== Segment start ==

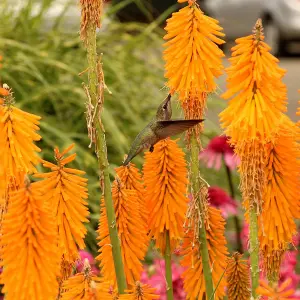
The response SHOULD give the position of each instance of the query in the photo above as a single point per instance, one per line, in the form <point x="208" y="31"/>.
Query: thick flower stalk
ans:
<point x="85" y="286"/>
<point x="91" y="11"/>
<point x="66" y="192"/>
<point x="165" y="176"/>
<point x="283" y="292"/>
<point x="91" y="19"/>
<point x="29" y="253"/>
<point x="252" y="119"/>
<point x="281" y="204"/>
<point x="193" y="60"/>
<point x="194" y="281"/>
<point x="140" y="292"/>
<point x="132" y="234"/>
<point x="238" y="278"/>
<point x="18" y="153"/>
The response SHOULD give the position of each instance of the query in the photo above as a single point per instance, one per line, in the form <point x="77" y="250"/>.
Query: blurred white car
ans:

== Segment end ==

> _WHAT NEEDS TO BE DONE_: Determine how many lines of the records above hold the word "photo" and give the number with nothing added.

> _EXPECTED OUTPUT_: 2